■ WHAT THE TASK ASKS ■
Rewrite the data starting at the line that contains "target: spare tire cover" and stopping after the line that contains "324 87 L 324". Keep every line unchanged except the paths listed under "masks:", where every coordinate is increased by 35.

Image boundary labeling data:

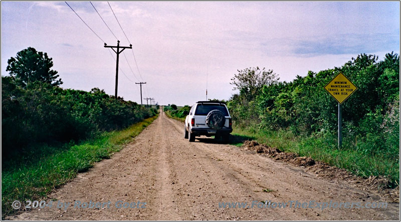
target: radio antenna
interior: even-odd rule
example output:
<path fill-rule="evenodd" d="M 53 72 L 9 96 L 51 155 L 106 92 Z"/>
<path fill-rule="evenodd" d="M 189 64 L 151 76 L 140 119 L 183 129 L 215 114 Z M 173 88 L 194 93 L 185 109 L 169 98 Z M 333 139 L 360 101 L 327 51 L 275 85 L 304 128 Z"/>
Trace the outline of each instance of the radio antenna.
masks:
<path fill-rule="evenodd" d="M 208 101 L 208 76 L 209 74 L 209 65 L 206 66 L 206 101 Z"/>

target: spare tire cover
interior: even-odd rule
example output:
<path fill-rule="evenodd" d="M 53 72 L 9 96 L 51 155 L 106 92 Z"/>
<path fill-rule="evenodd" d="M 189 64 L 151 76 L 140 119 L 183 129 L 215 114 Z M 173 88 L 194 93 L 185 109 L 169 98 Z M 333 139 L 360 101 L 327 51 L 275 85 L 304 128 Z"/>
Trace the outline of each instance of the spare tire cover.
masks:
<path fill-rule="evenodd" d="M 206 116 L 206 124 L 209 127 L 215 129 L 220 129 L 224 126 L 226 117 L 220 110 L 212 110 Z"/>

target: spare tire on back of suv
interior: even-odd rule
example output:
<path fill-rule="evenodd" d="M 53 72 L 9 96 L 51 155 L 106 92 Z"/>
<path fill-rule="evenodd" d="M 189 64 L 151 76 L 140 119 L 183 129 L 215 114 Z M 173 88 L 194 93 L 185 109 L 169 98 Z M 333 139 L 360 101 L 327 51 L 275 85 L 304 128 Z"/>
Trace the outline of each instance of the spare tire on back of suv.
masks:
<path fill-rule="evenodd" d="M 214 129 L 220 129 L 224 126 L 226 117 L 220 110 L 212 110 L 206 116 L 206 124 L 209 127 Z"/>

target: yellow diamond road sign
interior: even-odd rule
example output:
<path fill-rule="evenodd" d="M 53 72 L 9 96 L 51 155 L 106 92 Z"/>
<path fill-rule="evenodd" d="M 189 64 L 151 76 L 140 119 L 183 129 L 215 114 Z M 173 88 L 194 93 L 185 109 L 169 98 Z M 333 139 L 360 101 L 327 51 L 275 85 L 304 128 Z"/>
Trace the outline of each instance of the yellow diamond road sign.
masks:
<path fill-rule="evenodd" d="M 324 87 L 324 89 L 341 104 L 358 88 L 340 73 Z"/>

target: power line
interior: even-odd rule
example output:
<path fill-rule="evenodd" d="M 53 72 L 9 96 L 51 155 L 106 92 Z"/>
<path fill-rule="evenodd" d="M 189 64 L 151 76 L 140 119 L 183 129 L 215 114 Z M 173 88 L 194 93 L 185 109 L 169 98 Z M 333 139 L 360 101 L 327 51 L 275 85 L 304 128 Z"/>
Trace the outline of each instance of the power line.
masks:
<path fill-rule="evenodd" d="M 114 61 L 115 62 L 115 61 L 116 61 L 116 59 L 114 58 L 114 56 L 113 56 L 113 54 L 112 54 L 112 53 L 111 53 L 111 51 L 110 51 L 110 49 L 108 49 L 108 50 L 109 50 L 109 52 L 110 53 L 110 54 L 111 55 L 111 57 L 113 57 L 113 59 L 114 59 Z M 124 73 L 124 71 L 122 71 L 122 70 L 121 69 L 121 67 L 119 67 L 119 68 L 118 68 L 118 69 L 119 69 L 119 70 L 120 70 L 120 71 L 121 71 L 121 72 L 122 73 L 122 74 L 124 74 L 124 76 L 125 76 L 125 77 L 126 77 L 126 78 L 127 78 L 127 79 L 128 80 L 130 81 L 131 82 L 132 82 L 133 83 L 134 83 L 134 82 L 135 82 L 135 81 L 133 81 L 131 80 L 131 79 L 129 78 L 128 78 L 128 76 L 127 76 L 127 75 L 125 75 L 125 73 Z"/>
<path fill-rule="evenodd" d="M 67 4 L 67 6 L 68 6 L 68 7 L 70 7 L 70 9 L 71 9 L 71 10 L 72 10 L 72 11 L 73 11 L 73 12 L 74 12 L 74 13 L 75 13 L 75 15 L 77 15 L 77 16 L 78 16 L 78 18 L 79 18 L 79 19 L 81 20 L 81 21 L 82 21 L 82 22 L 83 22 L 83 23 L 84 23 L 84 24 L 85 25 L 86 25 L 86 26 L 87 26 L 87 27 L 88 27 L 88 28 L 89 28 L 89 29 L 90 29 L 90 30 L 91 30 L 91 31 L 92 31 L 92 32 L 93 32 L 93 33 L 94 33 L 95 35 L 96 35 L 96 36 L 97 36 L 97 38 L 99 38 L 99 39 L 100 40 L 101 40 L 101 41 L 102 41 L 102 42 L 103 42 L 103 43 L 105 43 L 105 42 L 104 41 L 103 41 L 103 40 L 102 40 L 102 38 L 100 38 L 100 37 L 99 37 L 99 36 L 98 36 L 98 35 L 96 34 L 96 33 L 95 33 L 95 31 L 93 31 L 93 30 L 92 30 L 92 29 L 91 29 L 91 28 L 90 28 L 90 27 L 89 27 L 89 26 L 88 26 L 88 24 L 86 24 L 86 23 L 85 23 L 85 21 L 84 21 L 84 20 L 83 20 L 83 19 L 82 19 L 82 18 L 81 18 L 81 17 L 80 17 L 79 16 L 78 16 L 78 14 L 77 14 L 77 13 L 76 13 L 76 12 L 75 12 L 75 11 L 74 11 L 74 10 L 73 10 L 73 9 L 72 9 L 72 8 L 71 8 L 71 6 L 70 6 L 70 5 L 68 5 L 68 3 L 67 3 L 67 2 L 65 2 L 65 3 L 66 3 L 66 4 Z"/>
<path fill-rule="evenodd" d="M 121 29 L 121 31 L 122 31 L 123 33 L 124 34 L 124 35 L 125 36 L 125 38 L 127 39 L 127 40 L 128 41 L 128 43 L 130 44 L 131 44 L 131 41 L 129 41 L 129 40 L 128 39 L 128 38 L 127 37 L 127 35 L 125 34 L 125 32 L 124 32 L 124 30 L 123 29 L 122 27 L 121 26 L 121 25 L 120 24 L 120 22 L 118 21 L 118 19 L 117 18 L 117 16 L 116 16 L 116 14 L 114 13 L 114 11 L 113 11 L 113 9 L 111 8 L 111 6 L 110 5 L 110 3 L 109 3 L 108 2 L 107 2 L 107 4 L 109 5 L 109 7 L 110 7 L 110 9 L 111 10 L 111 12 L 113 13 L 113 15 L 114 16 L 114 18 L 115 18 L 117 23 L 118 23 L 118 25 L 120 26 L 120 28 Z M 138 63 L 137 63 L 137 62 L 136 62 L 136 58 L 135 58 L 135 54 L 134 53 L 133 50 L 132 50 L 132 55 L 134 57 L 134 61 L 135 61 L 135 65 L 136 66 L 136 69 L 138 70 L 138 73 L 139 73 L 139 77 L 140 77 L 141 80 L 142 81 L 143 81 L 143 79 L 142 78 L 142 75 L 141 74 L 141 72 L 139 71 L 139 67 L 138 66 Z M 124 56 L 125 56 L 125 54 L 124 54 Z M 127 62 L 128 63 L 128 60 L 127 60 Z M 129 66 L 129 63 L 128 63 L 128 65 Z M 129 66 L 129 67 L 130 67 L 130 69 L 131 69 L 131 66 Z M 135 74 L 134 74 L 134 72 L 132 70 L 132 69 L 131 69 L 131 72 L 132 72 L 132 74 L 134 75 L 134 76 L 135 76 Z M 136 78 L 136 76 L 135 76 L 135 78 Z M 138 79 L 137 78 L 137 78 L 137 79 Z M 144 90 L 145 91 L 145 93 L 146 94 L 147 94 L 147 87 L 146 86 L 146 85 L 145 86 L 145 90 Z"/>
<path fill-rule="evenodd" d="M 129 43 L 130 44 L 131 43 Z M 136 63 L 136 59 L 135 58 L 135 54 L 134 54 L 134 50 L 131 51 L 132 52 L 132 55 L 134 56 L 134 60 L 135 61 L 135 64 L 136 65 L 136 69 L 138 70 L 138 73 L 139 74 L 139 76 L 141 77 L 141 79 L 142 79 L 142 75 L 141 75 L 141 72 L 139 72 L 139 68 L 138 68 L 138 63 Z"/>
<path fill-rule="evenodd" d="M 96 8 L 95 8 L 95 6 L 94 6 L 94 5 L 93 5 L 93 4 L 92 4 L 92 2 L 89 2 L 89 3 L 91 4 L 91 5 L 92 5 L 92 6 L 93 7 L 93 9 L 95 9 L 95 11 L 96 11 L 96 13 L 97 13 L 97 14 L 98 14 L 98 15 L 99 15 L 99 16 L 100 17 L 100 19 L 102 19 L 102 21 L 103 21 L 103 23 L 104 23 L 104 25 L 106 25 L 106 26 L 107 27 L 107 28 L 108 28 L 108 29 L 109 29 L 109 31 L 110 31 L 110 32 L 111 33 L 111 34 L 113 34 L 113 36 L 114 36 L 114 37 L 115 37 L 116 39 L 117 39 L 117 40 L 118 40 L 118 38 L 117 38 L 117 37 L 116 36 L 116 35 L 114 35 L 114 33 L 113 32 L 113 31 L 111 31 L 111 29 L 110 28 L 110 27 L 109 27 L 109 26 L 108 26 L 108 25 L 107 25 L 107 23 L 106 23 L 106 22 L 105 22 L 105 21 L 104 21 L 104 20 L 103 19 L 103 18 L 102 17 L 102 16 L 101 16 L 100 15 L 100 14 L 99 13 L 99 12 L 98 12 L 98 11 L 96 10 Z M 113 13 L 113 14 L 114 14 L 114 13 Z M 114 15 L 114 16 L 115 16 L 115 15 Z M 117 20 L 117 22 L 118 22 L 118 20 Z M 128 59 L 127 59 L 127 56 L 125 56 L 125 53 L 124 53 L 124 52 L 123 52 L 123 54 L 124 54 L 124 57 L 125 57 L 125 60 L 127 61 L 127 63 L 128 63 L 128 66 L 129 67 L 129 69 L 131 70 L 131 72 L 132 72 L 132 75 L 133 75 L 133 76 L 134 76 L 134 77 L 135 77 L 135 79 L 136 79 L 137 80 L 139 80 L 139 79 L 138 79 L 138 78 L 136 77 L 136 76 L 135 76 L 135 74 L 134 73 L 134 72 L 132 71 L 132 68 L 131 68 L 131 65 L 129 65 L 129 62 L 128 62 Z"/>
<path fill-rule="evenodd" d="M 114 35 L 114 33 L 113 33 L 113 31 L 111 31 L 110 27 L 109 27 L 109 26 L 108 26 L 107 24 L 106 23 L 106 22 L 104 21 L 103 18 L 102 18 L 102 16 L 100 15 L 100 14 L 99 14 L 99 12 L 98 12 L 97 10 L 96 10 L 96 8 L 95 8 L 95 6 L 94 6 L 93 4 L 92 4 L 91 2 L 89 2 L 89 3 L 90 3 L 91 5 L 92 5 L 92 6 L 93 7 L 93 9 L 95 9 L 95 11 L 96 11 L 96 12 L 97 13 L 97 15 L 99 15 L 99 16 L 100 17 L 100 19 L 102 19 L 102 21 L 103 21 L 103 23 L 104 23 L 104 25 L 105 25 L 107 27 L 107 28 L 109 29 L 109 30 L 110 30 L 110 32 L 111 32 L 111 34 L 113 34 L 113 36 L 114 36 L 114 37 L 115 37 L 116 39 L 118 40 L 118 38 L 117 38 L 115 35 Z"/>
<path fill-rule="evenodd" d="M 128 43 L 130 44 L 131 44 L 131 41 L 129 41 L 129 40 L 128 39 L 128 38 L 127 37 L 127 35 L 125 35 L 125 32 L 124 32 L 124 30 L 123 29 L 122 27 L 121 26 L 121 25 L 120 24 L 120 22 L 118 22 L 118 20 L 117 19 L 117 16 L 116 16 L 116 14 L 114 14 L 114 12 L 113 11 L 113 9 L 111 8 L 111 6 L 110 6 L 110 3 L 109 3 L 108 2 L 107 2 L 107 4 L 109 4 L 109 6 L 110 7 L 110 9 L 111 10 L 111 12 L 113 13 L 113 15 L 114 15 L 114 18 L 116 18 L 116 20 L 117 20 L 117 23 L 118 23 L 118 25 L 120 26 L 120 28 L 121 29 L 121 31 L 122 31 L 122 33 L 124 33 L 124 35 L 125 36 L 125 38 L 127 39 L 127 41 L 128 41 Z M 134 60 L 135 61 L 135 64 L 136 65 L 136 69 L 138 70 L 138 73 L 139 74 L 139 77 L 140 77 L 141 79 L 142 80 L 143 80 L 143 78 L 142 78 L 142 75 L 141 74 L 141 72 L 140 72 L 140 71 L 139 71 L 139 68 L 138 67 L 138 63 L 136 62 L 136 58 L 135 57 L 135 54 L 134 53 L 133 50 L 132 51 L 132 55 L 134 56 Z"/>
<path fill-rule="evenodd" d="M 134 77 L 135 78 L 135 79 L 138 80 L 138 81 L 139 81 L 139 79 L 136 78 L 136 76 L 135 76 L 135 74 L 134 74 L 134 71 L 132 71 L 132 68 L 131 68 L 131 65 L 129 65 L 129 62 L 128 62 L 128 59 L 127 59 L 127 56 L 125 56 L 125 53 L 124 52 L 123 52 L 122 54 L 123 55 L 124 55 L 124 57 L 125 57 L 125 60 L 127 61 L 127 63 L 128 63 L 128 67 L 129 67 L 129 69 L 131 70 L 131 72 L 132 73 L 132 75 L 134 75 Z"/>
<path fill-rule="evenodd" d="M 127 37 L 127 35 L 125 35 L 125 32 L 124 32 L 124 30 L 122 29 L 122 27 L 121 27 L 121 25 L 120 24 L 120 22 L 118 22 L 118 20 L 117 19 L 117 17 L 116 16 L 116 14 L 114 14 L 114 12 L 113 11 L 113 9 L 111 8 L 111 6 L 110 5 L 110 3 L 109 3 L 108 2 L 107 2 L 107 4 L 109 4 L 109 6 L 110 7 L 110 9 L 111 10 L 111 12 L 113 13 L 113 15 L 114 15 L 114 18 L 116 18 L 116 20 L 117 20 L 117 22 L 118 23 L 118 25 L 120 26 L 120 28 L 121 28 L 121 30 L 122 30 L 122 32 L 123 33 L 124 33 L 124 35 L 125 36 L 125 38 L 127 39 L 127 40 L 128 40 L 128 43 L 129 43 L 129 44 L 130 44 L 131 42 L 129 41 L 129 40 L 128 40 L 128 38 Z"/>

■ RESULT FOR THIS EXERCISE ■
target: spare tire cover
interior: even-odd rule
example output:
<path fill-rule="evenodd" d="M 53 72 L 9 96 L 51 155 L 106 92 Z"/>
<path fill-rule="evenodd" d="M 189 64 L 151 76 L 140 119 L 183 129 L 215 114 Z M 173 88 L 194 93 L 185 109 L 169 98 Z M 333 139 L 360 101 L 327 51 L 275 85 L 304 128 Z"/>
Trace the outline of each instance of the spare tire cover.
masks:
<path fill-rule="evenodd" d="M 241 151 L 241 159 L 244 162 L 250 164 L 255 164 L 259 161 L 261 152 L 255 145 L 247 145 Z"/>

target: spare tire on back of suv
interior: even-odd rule
example output:
<path fill-rule="evenodd" d="M 53 72 L 9 96 L 51 155 L 106 92 Z"/>
<path fill-rule="evenodd" d="M 189 64 L 151 76 L 140 119 L 183 129 L 215 114 Z M 173 88 L 194 93 L 185 109 L 169 98 Z M 333 139 L 360 101 L 327 51 L 275 85 L 304 128 Z"/>
Trace the outline of each instance of the spare tire on back of suv.
masks:
<path fill-rule="evenodd" d="M 249 164 L 255 164 L 259 161 L 261 152 L 255 145 L 247 145 L 241 151 L 241 159 L 244 162 Z"/>

target: yellow diamond road sign
interior: even-odd rule
example output:
<path fill-rule="evenodd" d="M 53 72 L 9 96 L 51 155 L 106 92 Z"/>
<path fill-rule="evenodd" d="M 189 64 L 151 76 L 140 119 L 183 129 L 215 114 Z M 173 88 L 194 93 L 185 109 L 169 98 Z M 333 139 L 360 101 L 327 51 L 275 85 L 304 128 Z"/>
Trace the outline of each instance of the yellow diamond road sign.
masks:
<path fill-rule="evenodd" d="M 359 122 L 359 124 L 376 139 L 393 123 L 375 108 Z"/>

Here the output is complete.